Problem to work on: Gather every line of the material below that contains the word "shirt", and list each one in full.

Entries provided:

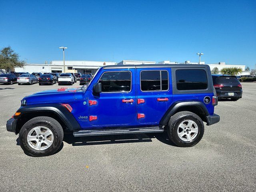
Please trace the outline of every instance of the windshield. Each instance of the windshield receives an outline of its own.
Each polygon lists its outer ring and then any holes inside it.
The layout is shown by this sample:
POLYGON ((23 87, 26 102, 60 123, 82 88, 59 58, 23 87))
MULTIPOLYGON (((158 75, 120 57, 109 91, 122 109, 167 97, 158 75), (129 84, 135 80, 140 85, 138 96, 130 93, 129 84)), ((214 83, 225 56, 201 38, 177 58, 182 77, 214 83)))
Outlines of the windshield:
POLYGON ((20 77, 29 77, 29 76, 30 75, 27 75, 27 74, 23 74, 23 75, 21 75, 20 76, 20 77))
POLYGON ((89 86, 90 85, 90 84, 91 84, 91 83, 92 81, 92 80, 93 80, 94 78, 94 77, 96 76, 97 75, 97 74, 98 73, 98 72, 100 70, 100 69, 102 67, 100 67, 100 68, 98 69, 98 70, 97 70, 97 71, 95 73, 95 74, 94 74, 94 76, 93 76, 93 77, 92 78, 92 79, 91 81, 88 84, 84 84, 84 85, 83 85, 80 88, 78 88, 76 90, 78 90, 78 91, 79 90, 86 90, 86 89, 87 88, 87 87, 88 87, 88 86, 89 86))

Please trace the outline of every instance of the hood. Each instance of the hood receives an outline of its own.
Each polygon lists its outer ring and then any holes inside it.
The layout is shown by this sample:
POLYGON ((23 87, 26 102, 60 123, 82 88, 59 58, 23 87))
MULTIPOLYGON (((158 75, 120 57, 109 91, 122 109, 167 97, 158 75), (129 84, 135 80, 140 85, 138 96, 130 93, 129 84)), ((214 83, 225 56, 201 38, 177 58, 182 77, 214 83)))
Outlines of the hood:
POLYGON ((27 104, 74 100, 76 88, 60 88, 40 91, 25 97, 27 104))

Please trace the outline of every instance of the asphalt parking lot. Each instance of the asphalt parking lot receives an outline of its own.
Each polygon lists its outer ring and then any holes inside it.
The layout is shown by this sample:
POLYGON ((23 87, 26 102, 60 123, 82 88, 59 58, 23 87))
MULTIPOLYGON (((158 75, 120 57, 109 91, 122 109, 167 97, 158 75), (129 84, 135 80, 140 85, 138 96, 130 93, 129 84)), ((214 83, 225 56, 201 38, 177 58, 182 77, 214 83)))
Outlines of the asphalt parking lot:
POLYGON ((0 191, 256 191, 256 83, 242 83, 243 97, 220 102, 219 123, 201 141, 182 148, 164 134, 64 136, 50 156, 25 155, 6 121, 25 96, 72 86, 0 85, 0 191))

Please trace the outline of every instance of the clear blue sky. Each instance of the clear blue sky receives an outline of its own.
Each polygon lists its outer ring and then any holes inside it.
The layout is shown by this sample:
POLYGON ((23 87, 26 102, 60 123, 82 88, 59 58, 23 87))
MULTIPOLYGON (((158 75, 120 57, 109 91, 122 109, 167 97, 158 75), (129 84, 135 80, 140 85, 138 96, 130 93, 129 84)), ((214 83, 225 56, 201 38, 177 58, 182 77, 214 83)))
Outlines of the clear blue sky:
POLYGON ((256 1, 0 0, 0 48, 30 63, 170 60, 256 64, 256 1))

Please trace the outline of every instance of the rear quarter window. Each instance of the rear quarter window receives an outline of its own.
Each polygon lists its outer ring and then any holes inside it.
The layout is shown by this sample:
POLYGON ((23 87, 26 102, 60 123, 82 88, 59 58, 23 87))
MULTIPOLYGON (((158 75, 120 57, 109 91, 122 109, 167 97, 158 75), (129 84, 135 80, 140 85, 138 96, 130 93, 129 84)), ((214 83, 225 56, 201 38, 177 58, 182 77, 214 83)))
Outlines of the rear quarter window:
POLYGON ((176 72, 177 89, 202 90, 207 88, 207 76, 204 70, 178 70, 176 72))

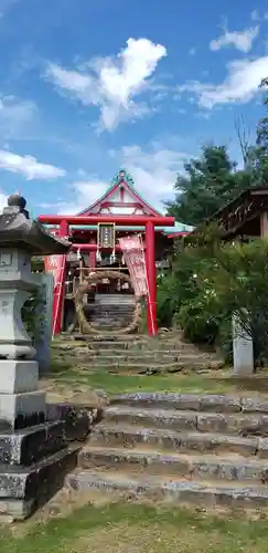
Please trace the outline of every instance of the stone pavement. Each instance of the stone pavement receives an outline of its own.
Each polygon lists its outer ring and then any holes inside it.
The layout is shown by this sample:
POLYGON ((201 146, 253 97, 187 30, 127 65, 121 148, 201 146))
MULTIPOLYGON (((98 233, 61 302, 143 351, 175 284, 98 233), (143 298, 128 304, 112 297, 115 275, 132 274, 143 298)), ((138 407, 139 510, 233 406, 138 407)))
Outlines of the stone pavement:
POLYGON ((66 486, 202 507, 267 505, 268 399, 117 396, 66 486))

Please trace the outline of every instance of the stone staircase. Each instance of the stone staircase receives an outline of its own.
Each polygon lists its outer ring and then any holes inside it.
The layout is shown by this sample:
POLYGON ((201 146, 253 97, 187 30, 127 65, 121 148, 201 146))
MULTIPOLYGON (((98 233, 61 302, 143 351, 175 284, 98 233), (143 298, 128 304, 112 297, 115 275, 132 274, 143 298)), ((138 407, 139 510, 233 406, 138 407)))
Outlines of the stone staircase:
MULTIPOLYGON (((160 334, 157 338, 144 335, 87 335, 75 336, 77 346, 67 341, 56 342, 57 354, 66 356, 81 367, 110 373, 136 374, 176 373, 184 369, 207 372, 221 368, 223 359, 216 352, 196 348, 183 341, 181 333, 160 334)), ((66 358, 66 357, 65 357, 66 358)))
POLYGON ((133 295, 96 294, 93 322, 101 328, 120 328, 131 323, 133 309, 133 295))
POLYGON ((267 436, 268 399, 120 395, 66 484, 203 508, 267 507, 267 436))

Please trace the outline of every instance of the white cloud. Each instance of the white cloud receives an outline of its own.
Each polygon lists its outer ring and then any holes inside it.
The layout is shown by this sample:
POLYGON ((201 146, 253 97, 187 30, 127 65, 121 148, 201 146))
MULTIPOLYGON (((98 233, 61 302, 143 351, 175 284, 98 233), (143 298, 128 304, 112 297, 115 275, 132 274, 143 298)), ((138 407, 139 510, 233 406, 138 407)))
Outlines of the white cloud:
MULTIPOLYGON (((118 168, 125 167, 130 173, 142 198, 159 211, 164 211, 163 201, 173 196, 178 171, 183 170, 183 163, 190 157, 189 154, 164 148, 161 144, 152 144, 148 149, 125 146, 119 150, 109 150, 108 155, 118 168)), ((56 206, 54 204, 47 208, 54 208, 61 215, 78 213, 106 192, 112 177, 107 180, 88 177, 75 181, 72 185, 72 202, 58 201, 56 206)))
POLYGON ((190 156, 159 144, 147 152, 139 146, 124 147, 121 155, 122 165, 132 175, 140 194, 162 211, 163 201, 173 195, 178 171, 190 156))
POLYGON ((235 46, 240 52, 248 53, 253 48, 254 40, 258 36, 259 27, 250 27, 244 31, 228 31, 224 29, 224 33, 216 40, 212 40, 210 48, 213 51, 221 50, 224 46, 235 46))
POLYGON ((128 39, 116 58, 90 60, 79 71, 50 64, 46 77, 85 106, 98 106, 100 127, 114 129, 119 122, 144 115, 148 106, 135 98, 149 87, 149 79, 167 55, 162 44, 128 39))
POLYGON ((259 13, 258 10, 254 10, 250 13, 250 18, 253 21, 261 21, 261 20, 267 21, 268 20, 268 11, 261 14, 261 13, 259 13))
POLYGON ((221 84, 199 81, 179 86, 179 92, 195 93, 202 107, 217 104, 246 103, 253 100, 259 84, 268 74, 268 55, 250 60, 236 60, 228 64, 228 75, 221 84))
MULTIPOLYGON (((57 213, 60 215, 76 215, 86 209, 88 206, 94 204, 98 198, 101 198, 104 192, 107 190, 109 181, 88 179, 88 180, 77 180, 73 182, 72 188, 75 195, 74 202, 60 201, 57 204, 57 213)), ((51 207, 55 207, 51 206, 51 207)))
POLYGON ((54 165, 39 163, 35 157, 19 156, 4 149, 0 149, 0 168, 23 175, 28 180, 50 180, 66 174, 64 169, 54 167, 54 165))
POLYGON ((36 122, 39 111, 34 102, 22 101, 12 95, 0 94, 0 131, 2 138, 18 138, 25 128, 36 122))
POLYGON ((0 189, 0 213, 8 206, 8 196, 0 189))

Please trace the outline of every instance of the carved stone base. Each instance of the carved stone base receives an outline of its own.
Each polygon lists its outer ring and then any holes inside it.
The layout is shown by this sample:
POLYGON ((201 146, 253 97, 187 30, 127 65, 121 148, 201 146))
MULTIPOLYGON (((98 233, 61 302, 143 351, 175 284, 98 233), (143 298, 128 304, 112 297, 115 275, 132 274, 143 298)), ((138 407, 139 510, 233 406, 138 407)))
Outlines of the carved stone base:
POLYGON ((35 392, 37 385, 36 361, 0 361, 0 394, 35 392))
POLYGON ((40 425, 45 418, 46 405, 43 392, 0 394, 0 431, 40 425))
POLYGON ((78 451, 71 446, 29 468, 0 465, 0 520, 25 519, 44 505, 76 467, 78 451))

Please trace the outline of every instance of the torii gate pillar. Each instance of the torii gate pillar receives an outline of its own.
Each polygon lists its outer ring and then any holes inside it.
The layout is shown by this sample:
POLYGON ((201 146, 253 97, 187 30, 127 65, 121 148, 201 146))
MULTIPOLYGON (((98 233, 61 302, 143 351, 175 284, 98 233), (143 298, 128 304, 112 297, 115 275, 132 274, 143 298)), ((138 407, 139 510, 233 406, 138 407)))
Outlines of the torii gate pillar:
POLYGON ((146 223, 146 267, 147 267, 147 279, 148 279, 147 328, 149 336, 156 336, 158 333, 157 272, 156 272, 154 225, 152 221, 148 221, 146 223))

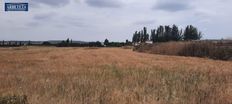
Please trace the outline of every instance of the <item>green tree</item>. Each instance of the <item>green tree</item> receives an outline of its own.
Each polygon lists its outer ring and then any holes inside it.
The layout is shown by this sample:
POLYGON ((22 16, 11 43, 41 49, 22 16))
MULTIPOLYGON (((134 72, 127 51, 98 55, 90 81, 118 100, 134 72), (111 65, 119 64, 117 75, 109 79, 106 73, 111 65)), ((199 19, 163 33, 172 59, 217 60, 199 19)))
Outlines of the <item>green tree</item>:
POLYGON ((172 26, 172 36, 171 40, 173 41, 179 41, 182 39, 182 32, 179 31, 179 28, 176 25, 172 26))
POLYGON ((202 38, 201 32, 198 32, 198 29, 192 25, 189 25, 185 28, 184 31, 184 40, 200 40, 202 38))
POLYGON ((109 40, 108 39, 105 39, 105 41, 104 41, 104 45, 109 45, 109 40))

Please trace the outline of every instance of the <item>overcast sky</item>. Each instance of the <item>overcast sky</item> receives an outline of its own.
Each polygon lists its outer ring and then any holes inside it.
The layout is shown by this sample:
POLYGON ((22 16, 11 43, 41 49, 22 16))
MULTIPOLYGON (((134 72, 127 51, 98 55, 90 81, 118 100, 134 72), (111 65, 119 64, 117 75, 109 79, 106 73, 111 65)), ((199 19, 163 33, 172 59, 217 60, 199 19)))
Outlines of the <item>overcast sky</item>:
POLYGON ((125 41, 144 26, 172 24, 232 37, 232 0, 18 0, 29 12, 4 12, 7 1, 17 0, 0 0, 0 40, 125 41))

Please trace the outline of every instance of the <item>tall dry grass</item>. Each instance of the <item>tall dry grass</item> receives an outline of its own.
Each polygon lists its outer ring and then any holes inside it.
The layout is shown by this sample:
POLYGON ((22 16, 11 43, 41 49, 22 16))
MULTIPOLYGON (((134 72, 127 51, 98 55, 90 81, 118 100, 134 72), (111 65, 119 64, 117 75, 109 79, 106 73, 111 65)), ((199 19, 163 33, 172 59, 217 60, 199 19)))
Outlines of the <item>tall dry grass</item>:
POLYGON ((138 52, 152 54, 203 57, 217 60, 232 60, 231 44, 213 43, 211 41, 141 44, 140 46, 135 47, 134 50, 138 52))
POLYGON ((231 104, 232 63, 120 48, 0 49, 0 96, 30 104, 231 104))

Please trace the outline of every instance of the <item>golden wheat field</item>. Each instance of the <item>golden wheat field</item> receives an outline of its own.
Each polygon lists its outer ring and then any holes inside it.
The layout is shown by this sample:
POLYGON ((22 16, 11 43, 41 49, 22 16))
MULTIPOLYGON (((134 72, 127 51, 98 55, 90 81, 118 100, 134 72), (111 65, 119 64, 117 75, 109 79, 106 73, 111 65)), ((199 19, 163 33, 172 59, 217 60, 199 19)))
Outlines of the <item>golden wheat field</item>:
POLYGON ((29 104, 232 104, 232 62, 123 48, 0 49, 0 96, 29 104))

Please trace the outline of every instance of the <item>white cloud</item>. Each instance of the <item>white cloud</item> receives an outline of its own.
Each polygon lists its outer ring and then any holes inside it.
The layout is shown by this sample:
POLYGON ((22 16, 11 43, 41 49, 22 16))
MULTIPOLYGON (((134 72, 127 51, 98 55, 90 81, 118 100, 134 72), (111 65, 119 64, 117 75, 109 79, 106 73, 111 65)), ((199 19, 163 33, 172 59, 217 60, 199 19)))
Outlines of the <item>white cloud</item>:
POLYGON ((230 0, 33 0, 29 12, 0 12, 0 40, 131 39, 135 30, 193 24, 205 38, 231 37, 230 0), (12 31, 13 30, 13 31, 12 31))

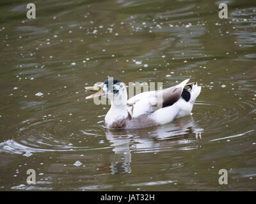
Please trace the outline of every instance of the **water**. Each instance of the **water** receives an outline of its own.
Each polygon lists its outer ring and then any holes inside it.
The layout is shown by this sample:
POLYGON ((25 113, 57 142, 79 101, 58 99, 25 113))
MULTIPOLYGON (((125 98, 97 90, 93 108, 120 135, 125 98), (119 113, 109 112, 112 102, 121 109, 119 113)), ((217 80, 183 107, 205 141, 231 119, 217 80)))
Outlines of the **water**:
POLYGON ((1 191, 256 189, 254 1, 227 20, 214 1, 28 3, 0 8, 1 191), (108 76, 202 91, 191 116, 111 131, 83 91, 108 76))

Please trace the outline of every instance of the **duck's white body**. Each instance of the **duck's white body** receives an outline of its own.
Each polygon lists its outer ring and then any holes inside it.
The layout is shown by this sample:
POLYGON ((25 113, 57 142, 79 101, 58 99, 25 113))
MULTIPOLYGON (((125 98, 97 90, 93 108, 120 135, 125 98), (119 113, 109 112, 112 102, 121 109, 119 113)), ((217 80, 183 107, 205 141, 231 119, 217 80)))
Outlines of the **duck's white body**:
POLYGON ((105 126, 108 128, 140 128, 164 124, 189 115, 201 87, 196 84, 189 91, 184 89, 188 81, 163 90, 145 92, 129 99, 125 89, 123 103, 116 105, 111 99, 105 126))

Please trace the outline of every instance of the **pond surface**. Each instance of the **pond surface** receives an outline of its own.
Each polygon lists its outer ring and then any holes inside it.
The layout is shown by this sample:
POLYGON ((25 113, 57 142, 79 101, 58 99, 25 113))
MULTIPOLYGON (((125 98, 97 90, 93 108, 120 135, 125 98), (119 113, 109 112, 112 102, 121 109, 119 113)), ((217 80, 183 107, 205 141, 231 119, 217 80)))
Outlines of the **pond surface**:
POLYGON ((256 190, 254 0, 228 19, 217 1, 29 3, 1 3, 1 191, 256 190), (108 76, 202 89, 191 116, 113 131, 83 90, 108 76))

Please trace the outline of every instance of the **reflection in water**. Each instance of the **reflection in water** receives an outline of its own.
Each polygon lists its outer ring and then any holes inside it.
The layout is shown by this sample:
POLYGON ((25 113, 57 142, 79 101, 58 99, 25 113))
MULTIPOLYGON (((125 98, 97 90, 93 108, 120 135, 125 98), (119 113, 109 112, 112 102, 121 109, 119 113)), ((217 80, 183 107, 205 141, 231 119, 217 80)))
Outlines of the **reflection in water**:
POLYGON ((111 174, 131 173, 132 152, 138 153, 188 150, 180 147, 202 138, 204 129, 199 127, 192 116, 177 119, 173 123, 162 126, 131 130, 106 131, 107 139, 112 143, 115 155, 110 155, 111 174))

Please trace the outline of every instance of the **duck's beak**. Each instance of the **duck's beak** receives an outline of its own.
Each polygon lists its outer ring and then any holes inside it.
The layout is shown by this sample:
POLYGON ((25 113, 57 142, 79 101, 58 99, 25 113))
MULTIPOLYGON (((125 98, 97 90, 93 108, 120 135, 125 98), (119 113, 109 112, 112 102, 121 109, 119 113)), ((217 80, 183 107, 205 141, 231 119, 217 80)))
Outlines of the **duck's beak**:
POLYGON ((88 99, 90 98, 93 98, 95 97, 98 97, 98 96, 103 96, 104 94, 105 94, 104 91, 102 91, 103 85, 104 85, 104 83, 100 84, 100 85, 94 85, 93 87, 84 87, 84 90, 86 90, 86 91, 91 91, 97 92, 95 94, 93 94, 92 95, 87 96, 85 99, 88 99))

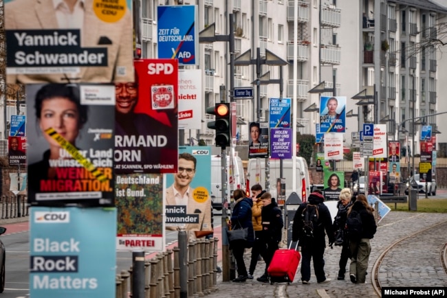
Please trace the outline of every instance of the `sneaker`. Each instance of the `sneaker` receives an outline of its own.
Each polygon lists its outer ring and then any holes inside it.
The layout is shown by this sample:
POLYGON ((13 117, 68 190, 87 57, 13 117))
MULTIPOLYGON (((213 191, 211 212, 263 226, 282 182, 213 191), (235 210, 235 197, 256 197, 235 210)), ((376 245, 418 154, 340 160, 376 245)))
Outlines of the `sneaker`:
POLYGON ((242 282, 247 280, 248 276, 247 275, 239 275, 237 278, 233 279, 233 282, 242 282))
POLYGON ((257 278, 256 280, 257 280, 258 282, 260 282, 268 283, 268 277, 264 274, 261 277, 257 278))

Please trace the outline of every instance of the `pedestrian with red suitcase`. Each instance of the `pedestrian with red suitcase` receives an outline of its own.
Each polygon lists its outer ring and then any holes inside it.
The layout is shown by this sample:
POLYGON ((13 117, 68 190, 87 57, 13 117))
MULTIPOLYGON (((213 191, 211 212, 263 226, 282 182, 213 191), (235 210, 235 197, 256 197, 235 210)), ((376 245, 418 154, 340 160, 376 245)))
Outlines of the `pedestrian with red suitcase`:
POLYGON ((323 202, 321 192, 312 192, 307 202, 300 205, 294 216, 292 226, 292 241, 298 241, 301 247, 301 282, 310 284, 310 260, 314 260, 314 271, 318 284, 329 282, 331 279, 325 273, 323 255, 326 248, 325 234, 329 245, 334 242, 332 218, 323 202))

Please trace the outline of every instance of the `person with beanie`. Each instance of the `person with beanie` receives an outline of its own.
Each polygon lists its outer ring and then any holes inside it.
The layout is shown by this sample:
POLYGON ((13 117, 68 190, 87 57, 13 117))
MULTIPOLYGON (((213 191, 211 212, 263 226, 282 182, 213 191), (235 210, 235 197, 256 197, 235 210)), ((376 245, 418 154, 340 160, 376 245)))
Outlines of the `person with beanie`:
POLYGON ((261 282, 268 282, 267 269, 272 262, 274 252, 279 248, 279 244, 283 237, 283 214, 272 198, 270 192, 265 192, 261 196, 263 203, 261 216, 262 219, 261 243, 266 247, 265 253, 263 256, 265 262, 264 274, 257 280, 261 282))
MULTIPOLYGON (((340 255, 340 261, 338 262, 338 266, 340 267, 340 269, 338 270, 338 275, 337 276, 337 279, 338 280, 345 279, 346 264, 347 264, 348 259, 349 259, 349 256, 351 255, 351 252, 349 251, 349 242, 345 235, 345 226, 346 225, 346 218, 347 216, 348 209, 352 205, 352 201, 351 200, 351 197, 352 194, 351 193, 351 190, 349 188, 343 188, 340 192, 340 196, 338 196, 339 200, 337 203, 337 215, 334 219, 334 225, 332 225, 334 232, 336 234, 338 231, 341 231, 339 233, 340 233, 343 240, 343 242, 341 244, 342 252, 340 255)), ((336 244, 336 245, 338 244, 336 244)))
POLYGON ((253 230, 254 230, 254 243, 252 247, 252 257, 250 262, 250 268, 248 269, 248 279, 253 279, 253 273, 258 264, 259 255, 264 257, 265 253, 265 245, 260 240, 261 233, 262 233, 262 221, 261 212, 262 211, 263 203, 261 200, 261 196, 265 193, 262 190, 262 187, 259 184, 255 184, 252 186, 252 198, 253 199, 253 207, 252 207, 252 221, 253 222, 253 230))
POLYGON ((301 282, 303 284, 310 284, 310 260, 314 261, 314 271, 318 283, 329 282, 330 278, 326 277, 325 273, 325 260, 323 255, 326 248, 325 235, 329 238, 329 245, 334 241, 332 231, 332 218, 327 207, 323 202, 325 198, 320 191, 312 192, 307 198, 307 202, 300 205, 295 212, 294 222, 292 227, 292 241, 299 241, 301 247, 301 282), (313 226, 313 236, 305 235, 303 227, 305 212, 310 212, 311 208, 316 208, 318 218, 313 226), (325 231, 326 234, 325 234, 325 231))
POLYGON ((368 203, 364 194, 359 194, 357 200, 348 209, 347 217, 353 216, 353 211, 360 214, 362 220, 362 231, 358 240, 349 240, 351 264, 349 277, 354 284, 364 284, 366 281, 368 261, 371 254, 369 240, 374 238, 377 225, 374 218, 374 208, 368 203))
POLYGON ((246 192, 237 189, 233 192, 235 207, 231 214, 229 224, 232 229, 248 229, 248 236, 246 240, 235 240, 230 242, 230 249, 232 251, 236 266, 237 266, 238 277, 233 279, 234 282, 245 282, 248 278, 247 268, 243 260, 243 253, 246 249, 249 249, 254 242, 254 232, 252 222, 252 207, 253 200, 246 196, 246 192))

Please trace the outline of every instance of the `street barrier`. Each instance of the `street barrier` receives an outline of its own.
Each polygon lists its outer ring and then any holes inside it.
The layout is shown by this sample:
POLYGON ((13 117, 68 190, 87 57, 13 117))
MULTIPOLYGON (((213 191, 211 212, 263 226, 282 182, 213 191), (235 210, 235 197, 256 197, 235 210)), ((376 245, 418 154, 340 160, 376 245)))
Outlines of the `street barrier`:
POLYGON ((3 196, 1 197, 1 219, 28 216, 26 196, 3 196))
MULTIPOLYGON (((197 239, 188 245, 188 297, 202 297, 217 290, 219 238, 197 239)), ((180 298, 178 247, 157 253, 144 262, 144 297, 133 295, 132 266, 116 275, 116 298, 180 298), (130 295, 129 292, 130 291, 130 295)))

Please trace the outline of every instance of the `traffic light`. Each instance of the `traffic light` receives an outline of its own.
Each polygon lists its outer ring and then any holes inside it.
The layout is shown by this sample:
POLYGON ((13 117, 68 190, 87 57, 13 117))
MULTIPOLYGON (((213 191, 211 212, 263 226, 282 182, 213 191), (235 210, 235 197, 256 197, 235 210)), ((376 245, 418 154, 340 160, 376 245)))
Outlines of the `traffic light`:
POLYGON ((225 149, 231 144, 231 125, 230 104, 216 104, 214 107, 206 108, 206 113, 216 116, 215 121, 208 123, 208 128, 216 130, 216 146, 225 149))

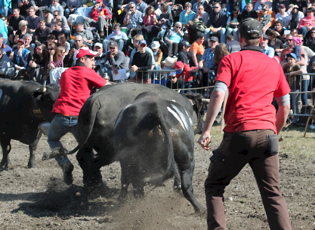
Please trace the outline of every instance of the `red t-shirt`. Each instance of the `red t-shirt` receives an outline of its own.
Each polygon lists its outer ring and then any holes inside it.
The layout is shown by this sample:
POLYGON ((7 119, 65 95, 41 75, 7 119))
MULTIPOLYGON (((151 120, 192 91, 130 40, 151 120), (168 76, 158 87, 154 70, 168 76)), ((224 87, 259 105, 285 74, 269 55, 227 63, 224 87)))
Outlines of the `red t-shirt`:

Output of the exercise:
Please trace the outline of every instance of the `red t-shirt`. Each instance of the `red t-shirt` receives an outline of its own.
Outlines of the `red t-shirt`:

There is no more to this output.